§ **INSTRUCTIONS TO FOLLOW**: Format each line of the material below as one string in a JSON list, omitting any blank lines.

⟨

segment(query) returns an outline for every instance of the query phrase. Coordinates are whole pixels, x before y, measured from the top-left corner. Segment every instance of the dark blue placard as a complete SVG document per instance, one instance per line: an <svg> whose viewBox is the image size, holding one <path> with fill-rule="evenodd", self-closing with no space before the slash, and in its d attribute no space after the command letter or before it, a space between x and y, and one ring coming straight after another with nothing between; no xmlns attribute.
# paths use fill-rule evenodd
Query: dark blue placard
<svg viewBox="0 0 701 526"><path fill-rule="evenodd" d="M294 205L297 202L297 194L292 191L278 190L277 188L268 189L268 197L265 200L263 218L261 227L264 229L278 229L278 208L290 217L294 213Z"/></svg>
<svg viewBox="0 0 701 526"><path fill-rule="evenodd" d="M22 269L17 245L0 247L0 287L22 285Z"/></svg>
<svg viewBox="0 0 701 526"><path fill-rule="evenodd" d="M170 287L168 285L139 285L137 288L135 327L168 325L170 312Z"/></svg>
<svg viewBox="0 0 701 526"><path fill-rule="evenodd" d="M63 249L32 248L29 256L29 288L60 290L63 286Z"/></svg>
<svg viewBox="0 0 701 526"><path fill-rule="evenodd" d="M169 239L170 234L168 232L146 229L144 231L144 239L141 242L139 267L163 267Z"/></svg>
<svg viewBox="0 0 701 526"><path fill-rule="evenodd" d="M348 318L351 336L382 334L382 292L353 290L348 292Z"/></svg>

⟩

§ **SOLUTION BELOW**:
[
  "segment(query) returns an outline for every instance of the query phrase. Coordinates are whole pixels, x before y, measured from the top-left corner. Segment every instance of the dark blue placard as a complete SVG document per instance, one instance per line: an <svg> whose viewBox is the image size, holding one <path> with fill-rule=\"evenodd\", self-closing with no space before the slash, and in its d attribute no space after the command letter or before it, a space between x and y, and one ring coming straight after another with nothing between; no xmlns attribute.",
  "# paths use fill-rule evenodd",
  "Query: dark blue placard",
  "<svg viewBox=\"0 0 701 526\"><path fill-rule=\"evenodd\" d=\"M294 205L297 202L297 194L292 191L278 190L277 188L268 189L268 197L265 200L263 218L261 227L264 229L278 229L278 208L290 217L294 213Z\"/></svg>",
  "<svg viewBox=\"0 0 701 526\"><path fill-rule=\"evenodd\" d=\"M22 269L17 245L0 247L0 287L22 285Z\"/></svg>",
  "<svg viewBox=\"0 0 701 526\"><path fill-rule=\"evenodd\" d=\"M170 287L168 285L139 285L137 288L135 327L168 325L170 312Z\"/></svg>",
  "<svg viewBox=\"0 0 701 526\"><path fill-rule=\"evenodd\" d=\"M63 249L32 248L29 256L29 288L60 290L63 286Z\"/></svg>",
  "<svg viewBox=\"0 0 701 526\"><path fill-rule=\"evenodd\" d=\"M169 239L170 234L168 232L146 229L144 231L144 239L141 242L139 267L163 267Z\"/></svg>",
  "<svg viewBox=\"0 0 701 526\"><path fill-rule=\"evenodd\" d=\"M348 318L351 336L382 334L382 292L353 290L348 292Z\"/></svg>"
]